In the text on PyMOL cartoon options, what three steps does it say are needed to prepare an image for publication?

** Text under study follows **

A variety of cartoon options

This section draws heavily on material also present on the PyMOLwiki.

The simplest illustration you can make of a protein is to provide a cartoon diagram of the tertiary and/or quaternary structure. Working from 1HHO, let's look at some of the options. But first let's color the two different chains what we like (the full range of colors you can use is under the Settings menu).

color yellow, chain a
color cyan, chain b

Impress me and choose other colors than those, but this is what you'll see.
ribbon0

If you like an orientation you've found, you can save it as a view:

view 1, store

which can be restored at any future point (first rotate the image to a new orientation) by typing

view 1

For some fun, you can play with the different cartoon options under the Setting/Cartoon menu. Personally, I like Round and Fancy helices selected.

For publication purposes, you need to (a) create a white background, (b) increase the image size and (c) raytrace the image, which will create a high resolution picture suitable for framing. I recommend working with a image size that's larger than what you need as well.  For this one, I'll use 600x600 pixels. Type

bg_color white
viewport 600, 600

ray

Note the improved image you get by typing "ray". Before is left, after is right.
ribbon1ribbon2
Now you can play with the styles of ray tracing for fun.  There are three modes:

set ray_trace_mode, 0 (or 1 or 2)
ray

Zero is the default, but 1 and 2 are shown left and right below.

mode 1mode2

OK, you can go ahead and start playing on your own with your own proteins and your own color scheme.  Also, if you're working with some nucleic acid structures, there's a whole range of things you can do with those.  See the PyMOLwiki!

** End of Text under study **
** Available data follows **

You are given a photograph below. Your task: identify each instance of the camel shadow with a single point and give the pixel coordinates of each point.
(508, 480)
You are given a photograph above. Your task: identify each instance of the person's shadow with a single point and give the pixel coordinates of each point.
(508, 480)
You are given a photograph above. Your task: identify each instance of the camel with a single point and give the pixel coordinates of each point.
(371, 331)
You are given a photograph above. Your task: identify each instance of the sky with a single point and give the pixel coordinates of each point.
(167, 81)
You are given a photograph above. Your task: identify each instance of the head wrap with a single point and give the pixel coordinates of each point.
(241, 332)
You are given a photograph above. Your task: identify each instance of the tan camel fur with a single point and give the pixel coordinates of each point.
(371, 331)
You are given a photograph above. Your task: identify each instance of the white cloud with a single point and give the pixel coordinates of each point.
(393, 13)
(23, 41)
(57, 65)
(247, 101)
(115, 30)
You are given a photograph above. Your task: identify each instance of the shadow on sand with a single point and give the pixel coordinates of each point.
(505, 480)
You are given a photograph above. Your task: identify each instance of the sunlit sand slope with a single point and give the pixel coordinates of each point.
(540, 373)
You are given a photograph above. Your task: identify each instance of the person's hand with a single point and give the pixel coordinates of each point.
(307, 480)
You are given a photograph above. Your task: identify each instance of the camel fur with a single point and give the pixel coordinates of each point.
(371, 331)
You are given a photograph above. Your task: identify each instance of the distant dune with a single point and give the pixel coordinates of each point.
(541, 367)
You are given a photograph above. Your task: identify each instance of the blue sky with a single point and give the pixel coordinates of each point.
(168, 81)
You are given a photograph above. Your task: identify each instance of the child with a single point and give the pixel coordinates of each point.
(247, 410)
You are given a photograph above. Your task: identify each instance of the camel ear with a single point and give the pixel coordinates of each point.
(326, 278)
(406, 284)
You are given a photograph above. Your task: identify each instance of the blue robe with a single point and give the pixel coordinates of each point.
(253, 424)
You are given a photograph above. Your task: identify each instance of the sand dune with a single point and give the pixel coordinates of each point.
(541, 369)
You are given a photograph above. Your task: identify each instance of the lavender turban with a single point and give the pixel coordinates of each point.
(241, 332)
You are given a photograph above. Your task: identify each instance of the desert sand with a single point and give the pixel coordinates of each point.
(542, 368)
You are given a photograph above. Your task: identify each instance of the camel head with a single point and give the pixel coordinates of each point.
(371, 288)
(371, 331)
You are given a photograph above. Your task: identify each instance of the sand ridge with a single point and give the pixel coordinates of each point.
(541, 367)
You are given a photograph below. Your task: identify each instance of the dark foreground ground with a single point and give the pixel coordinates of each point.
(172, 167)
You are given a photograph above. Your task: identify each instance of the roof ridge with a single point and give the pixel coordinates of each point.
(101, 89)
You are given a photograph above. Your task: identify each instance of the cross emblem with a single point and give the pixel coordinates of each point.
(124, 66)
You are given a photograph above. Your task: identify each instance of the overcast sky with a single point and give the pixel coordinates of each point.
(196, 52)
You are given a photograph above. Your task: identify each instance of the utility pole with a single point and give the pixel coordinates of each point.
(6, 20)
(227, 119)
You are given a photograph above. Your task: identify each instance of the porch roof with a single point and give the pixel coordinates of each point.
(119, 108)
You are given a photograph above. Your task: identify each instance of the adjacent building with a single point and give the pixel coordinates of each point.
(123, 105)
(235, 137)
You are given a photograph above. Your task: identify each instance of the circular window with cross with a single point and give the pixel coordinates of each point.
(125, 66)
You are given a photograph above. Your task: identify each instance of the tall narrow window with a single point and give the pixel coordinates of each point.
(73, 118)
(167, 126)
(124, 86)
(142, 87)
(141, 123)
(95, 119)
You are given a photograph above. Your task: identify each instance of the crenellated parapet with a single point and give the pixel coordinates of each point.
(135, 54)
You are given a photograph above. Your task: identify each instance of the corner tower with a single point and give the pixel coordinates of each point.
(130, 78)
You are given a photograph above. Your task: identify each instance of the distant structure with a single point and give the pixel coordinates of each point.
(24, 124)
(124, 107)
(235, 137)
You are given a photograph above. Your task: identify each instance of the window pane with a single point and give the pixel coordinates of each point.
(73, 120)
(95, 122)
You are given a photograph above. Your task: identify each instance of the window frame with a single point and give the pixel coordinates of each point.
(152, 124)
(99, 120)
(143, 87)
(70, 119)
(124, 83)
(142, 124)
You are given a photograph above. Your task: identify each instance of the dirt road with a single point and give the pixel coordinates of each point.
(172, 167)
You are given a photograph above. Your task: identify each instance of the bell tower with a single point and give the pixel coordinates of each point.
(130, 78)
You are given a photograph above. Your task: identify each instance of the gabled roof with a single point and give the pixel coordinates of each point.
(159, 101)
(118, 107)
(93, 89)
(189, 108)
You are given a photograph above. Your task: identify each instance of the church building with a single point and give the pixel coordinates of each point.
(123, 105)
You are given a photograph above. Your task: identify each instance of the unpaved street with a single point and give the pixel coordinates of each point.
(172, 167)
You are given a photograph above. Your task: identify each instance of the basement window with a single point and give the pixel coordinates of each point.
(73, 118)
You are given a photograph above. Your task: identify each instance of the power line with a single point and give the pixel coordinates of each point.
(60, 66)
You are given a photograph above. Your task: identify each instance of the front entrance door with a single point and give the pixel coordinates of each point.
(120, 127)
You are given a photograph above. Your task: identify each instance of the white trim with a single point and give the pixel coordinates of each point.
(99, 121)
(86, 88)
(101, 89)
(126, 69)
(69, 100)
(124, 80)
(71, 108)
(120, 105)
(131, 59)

** End of Available data **
** Available data follows **

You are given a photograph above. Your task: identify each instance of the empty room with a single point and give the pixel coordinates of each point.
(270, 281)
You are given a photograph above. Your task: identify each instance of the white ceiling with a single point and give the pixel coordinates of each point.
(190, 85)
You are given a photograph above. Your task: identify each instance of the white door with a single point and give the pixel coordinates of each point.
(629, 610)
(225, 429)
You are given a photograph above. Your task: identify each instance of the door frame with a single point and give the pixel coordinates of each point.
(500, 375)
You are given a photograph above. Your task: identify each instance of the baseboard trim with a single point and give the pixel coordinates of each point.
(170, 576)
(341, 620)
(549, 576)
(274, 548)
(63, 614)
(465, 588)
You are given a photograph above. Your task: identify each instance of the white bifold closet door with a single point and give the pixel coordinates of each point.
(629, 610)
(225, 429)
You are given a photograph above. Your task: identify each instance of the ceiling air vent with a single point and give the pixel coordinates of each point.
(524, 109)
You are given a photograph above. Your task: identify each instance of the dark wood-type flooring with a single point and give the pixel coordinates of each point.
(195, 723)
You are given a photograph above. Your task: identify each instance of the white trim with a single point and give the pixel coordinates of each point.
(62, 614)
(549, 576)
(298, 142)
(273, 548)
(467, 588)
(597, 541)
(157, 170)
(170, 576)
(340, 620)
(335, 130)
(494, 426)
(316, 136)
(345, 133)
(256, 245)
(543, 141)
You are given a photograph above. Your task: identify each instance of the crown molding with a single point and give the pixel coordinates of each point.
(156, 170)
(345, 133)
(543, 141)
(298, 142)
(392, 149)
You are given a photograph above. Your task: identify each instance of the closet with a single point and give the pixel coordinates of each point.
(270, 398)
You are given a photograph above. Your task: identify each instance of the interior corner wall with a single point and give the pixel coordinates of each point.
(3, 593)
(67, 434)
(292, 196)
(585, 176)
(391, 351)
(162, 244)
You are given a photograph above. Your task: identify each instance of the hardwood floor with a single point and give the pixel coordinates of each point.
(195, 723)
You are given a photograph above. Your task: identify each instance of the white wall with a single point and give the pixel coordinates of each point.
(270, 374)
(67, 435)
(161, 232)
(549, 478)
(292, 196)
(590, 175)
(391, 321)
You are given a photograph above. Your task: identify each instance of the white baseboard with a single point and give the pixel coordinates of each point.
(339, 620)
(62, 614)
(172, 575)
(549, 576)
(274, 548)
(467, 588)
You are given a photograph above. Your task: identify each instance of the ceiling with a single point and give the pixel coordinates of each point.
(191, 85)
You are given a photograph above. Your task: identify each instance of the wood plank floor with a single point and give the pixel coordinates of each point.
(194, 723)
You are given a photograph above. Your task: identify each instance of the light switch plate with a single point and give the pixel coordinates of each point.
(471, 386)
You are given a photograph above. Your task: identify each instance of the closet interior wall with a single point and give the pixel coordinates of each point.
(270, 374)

** End of Available data **
** Available data follows **

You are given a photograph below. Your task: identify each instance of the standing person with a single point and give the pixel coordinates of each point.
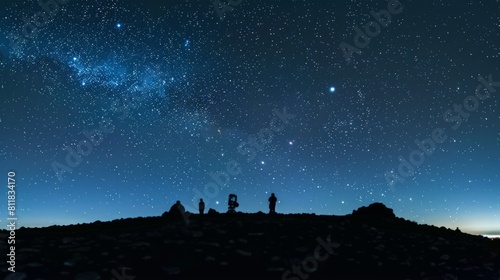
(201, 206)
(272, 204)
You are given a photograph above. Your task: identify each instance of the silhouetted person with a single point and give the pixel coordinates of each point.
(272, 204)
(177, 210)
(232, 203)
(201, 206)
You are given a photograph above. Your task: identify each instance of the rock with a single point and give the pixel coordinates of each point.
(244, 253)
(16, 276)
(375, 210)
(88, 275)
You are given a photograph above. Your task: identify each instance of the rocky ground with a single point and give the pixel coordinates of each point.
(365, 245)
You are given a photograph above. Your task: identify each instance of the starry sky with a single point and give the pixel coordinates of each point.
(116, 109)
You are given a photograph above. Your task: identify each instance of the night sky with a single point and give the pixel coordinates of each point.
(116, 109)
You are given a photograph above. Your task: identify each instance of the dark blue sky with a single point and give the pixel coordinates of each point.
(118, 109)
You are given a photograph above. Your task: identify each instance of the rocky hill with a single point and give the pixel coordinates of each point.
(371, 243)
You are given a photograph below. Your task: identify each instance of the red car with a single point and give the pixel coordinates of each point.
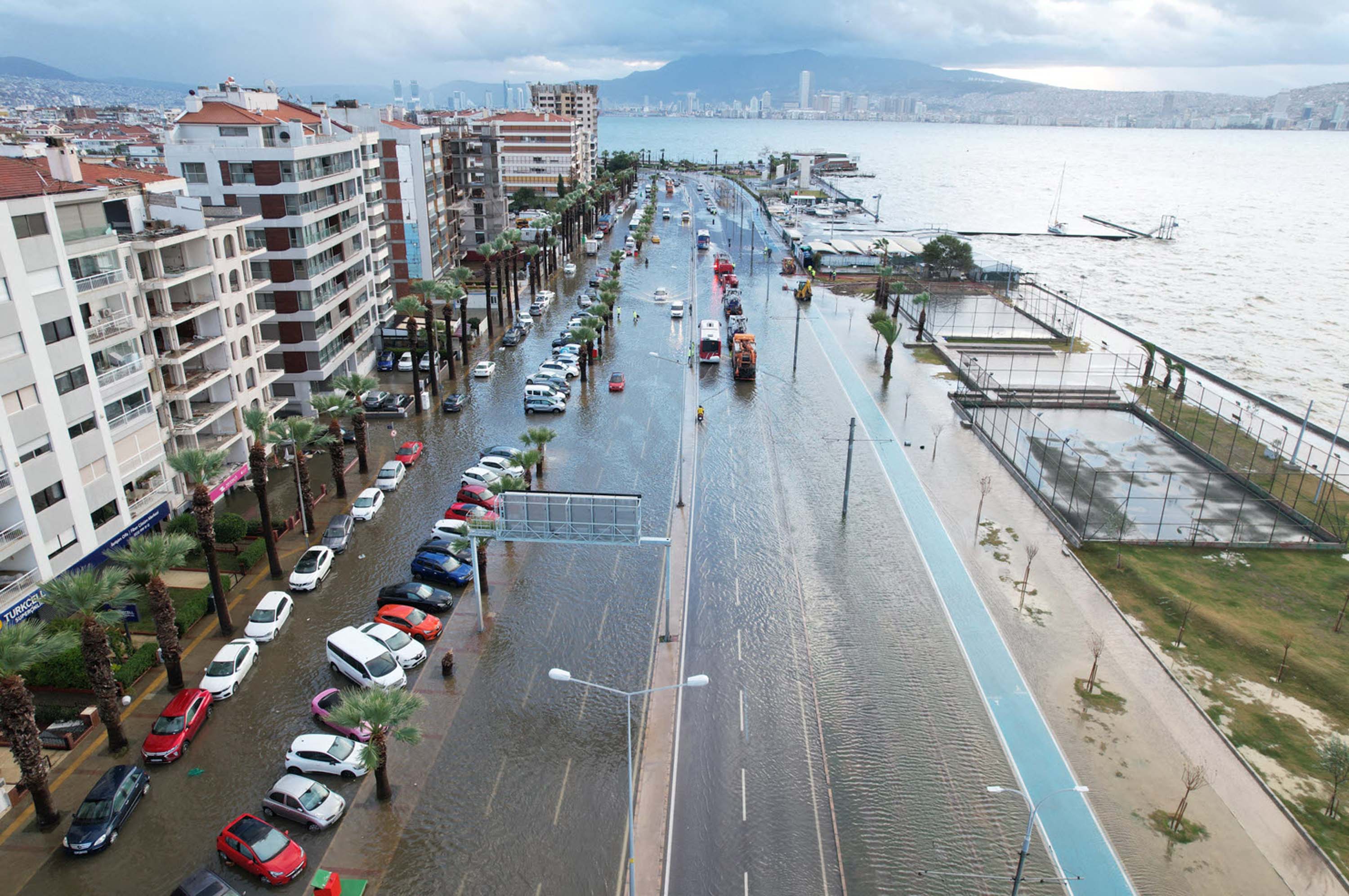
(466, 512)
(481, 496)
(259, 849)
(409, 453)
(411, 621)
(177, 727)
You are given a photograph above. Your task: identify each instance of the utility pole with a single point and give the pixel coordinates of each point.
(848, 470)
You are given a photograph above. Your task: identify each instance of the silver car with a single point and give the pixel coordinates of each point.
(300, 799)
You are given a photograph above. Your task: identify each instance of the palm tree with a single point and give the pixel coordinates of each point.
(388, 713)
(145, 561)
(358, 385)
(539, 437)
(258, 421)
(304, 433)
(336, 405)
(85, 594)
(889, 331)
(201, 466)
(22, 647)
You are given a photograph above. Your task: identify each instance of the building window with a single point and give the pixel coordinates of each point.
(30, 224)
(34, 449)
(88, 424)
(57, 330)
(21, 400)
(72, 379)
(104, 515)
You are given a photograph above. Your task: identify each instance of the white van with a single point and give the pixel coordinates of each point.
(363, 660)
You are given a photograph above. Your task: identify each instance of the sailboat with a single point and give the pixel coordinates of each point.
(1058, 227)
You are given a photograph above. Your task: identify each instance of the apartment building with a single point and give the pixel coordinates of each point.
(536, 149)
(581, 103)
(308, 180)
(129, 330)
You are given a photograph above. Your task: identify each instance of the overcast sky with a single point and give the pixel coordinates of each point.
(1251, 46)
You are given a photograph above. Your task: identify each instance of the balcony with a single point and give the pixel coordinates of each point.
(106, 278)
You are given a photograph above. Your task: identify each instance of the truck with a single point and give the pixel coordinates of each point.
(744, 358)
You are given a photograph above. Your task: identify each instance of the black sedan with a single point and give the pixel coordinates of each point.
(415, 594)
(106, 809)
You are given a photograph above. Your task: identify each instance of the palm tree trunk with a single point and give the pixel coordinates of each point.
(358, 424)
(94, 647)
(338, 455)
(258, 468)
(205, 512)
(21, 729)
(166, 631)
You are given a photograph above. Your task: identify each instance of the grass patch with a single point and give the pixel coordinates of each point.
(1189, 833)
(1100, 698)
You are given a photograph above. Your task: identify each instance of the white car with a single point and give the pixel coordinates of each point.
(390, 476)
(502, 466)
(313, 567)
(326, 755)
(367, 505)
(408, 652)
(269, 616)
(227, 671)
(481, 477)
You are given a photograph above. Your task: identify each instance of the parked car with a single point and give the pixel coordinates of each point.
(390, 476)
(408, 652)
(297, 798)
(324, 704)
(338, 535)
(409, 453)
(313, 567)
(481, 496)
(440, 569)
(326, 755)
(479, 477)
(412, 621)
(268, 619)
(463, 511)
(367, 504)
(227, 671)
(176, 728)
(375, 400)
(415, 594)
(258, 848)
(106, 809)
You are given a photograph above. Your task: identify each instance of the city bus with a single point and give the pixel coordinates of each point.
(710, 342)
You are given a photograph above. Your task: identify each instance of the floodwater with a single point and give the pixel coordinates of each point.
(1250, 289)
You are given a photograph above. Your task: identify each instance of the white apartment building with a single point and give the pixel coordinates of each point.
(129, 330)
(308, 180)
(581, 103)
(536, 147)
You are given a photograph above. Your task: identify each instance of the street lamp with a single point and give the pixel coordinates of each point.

** End of Available data **

*Exercise output:*
Create a white background, increase the image size, and raytrace the image.